Knowing that both factors will restrain even Bolton and his ilk, why would North Korea make any concessions at this time? A year hence, it will face either a Democrat president who will return to Clintonesque engagement, or a second-term Bush who – for all we know – may well revert to a harder line. Either way, the dear leader will surely keep his powder dry for now.

No one said handling North Korea was easy, but it should not have been such a mess as this. (The U.S. is not solely to blame: South Korean self-deception has not helped either, but that is another article.) The basic choices were, and are, quite simple: either you seek regime change, or you deal. (Squeezing can be part of either; one of PSI’s problems, unlike China’s carefully calibrated temporary holdback of oil, is that it is unclear if this is meant to nudge or strangle.) And going the deal route means concessions by both sides, even if that sticks in hawk craws.

■ ■ ■ ■ ■

PROBLEM STATEMENT
How would this commentary on U.S. policy toward North Korea go on? Write its next passage, starting after the sentence ending "sticks in hawk craws."

SUPPLIED MATERIAL
■ ■ ■ ■ ■

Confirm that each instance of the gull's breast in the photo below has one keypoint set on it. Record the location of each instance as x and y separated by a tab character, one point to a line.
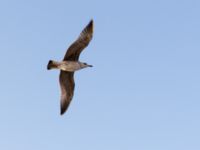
70	66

■ ■ ■ ■ ■

TASK RESPONSE
At the early apogee of “axis of evil” rhetoric, George W. Bush seemed keen to emulate Bruce Lee, vanquishing a dozen villains simultaneously. Belatedly, bloodied by Iraq, he is learning the wisdom of Sun Tzu. Coldly: with al-Qaida a permanent mortal enemy, now joined by  Baathist remnants in Iraq to make the whole Middle East a tinderbox, why on earth would one not secure the Korean flank by buying off the nasty but secular and sui generis DPRK?

But for now, three years in, we finally know what the Bush administration’s North Korea policy is. It is a shambles, and a disgrace. We can only pray it will not be another disaster.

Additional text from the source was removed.